Extract provided =>
Numerical tests focus on data points, ensuring that the inputs and outputs match expected numerical values. For example, in a molecular dynamics problem, numerical tests would check the final positions and velocities of atoms under a specific potential in a closed box after some time t.

Domain-specific tests, on the other hand, involve checking whether the solution follows the relevant physical laws or constraints. Scientists don’t just stop at numerical data; We also verify whether any physical laws are violated. In the same molecular dynamics example, apart from verifying positions and velocities, we would also check the conservation of energy and momentum. In a closed box, total energy, angular momentum, and linear momentum should remain the same before and after time t.

The domain-specific test is a critical part of validating correctness not only for SciCode but also for real research workflows in natural science domains.
What were the kinds of updates made during in-domain validation?

During in-domain validation, all aspects of the problem can be updated to ensure accuracy and alignment with domain-specific expectations:
- Question Design: Refining or rewriting the problem to better align with the desired scientific solution or to ensure clarity in how the problem is framed.
- Formulation of Background: Updating the derivation or contextual background to provide a more accurate or comprehensive explanation of the problem and its relevance to the domain.
- Methodology: Revising the methods used to solve the problem, which involves adjusting algorithms, simulation techniques, or approaches to ensure the solution is robust and scientifically valid.
- Domain-specific Tests: Updating the domain-specific checks that validate the fundamental physical laws or constraints.
At this stage, we have even totally rewritten a couple of problems to ensure that the question design can be properly paired with the code, making the problem-solving process more effective and scientifically rigorous.
How can I trust the out-of-domain validation? The role of out-of-domain validation is not to ensure scientific correctness but rather to verify that the problem is presented in a way that is clear, complete, and accessible to someone outside the specific field. The primary focus of out-of-domain validators is to ensure that the combination of the question and its background information provides enough context for someone to solve the problem, even if they lack domain-specific expertise.
It seems that in the prompt template definition, the prompts with and without backgrounds are assigned the other way around: DEFAULT_PROMPT_TEMPLATE = Path("eval", "data", "background_comment_template.txt").read_text() BACKGOUND_PROMPT_TEMPLATE = Path("eval", "data", "multistep_template.txt").read_text() Are the numbers reported in the paper run with these prompts?

Yes, DEFAULT_PROMPT_TEMPLATE is our standard setup where we ask the model to generate the related background itself. BACKGOUND_PROMPT_TEMPLATE is the template where we will put in the scientist-annotated background.
For subproblems 13.6, 62.1, 76.2, it seems like the model-generated outputs are ignored and replaced with the files in the eval folder - is this how the evaluations were run in the paper? And why are these problems evaluated this way? These three problem-code pairs are provided as given context in order to control uncertainty and reduce the degrees of freedom in the evaluation process. By doing so, we limit the model’s randomness in problem-solving. Without this context, the evaluation would allow for too many possible solutions, leading to inconsistent results.
In line 66, if self.previous_llm_code[prev_step] is None the previous steps are populated with saved model outputs after running them through extract_function_name and get_function_from_code; otherwise the previous steps are populated with extract_python_script. It doesn't seem like the first case is invoked except for the subproblems 13.6, 62.1, 76.2 - can you confirm that extract_python_script was used for the numbers in the paper? This setup is designed specifically to handle cases where the model is interrupted mid-step and needs to resume from that point.

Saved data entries
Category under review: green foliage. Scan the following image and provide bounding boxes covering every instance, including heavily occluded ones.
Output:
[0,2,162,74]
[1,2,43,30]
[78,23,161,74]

Task instructions =>
[1] Echo the SciCode validation FAQ word for word, everything from "It seems that" down to "with these prompts?".
[2] Summarize the SciCode validation FAQ in two sentences.

Answers below =>
[1]
It seems that in the prompt template definition, the prompts with and without backgrounds are assigned the other way around: DEFAULT_PROMPT_TEMPLATE = Path("eval", "data", "background_comment_template.txt").read_text() BACKGOUND_PROMPT_TEMPLATE = Path("eval", "data", "multistep_template.txt").read_text() Are the numbers reported in the paper run with these prompts?

[2] Numerical tests check that inputs and outputs match expected numerical values, while domain-specific tests check whether a solution follows physical laws, such as conservation of energy and momentum. In-domain validation can update the question design, background, methodology, and domain-specific tests, while out-of-domain validation checks that the problem is clear, complete, and accessible to someone outside the field.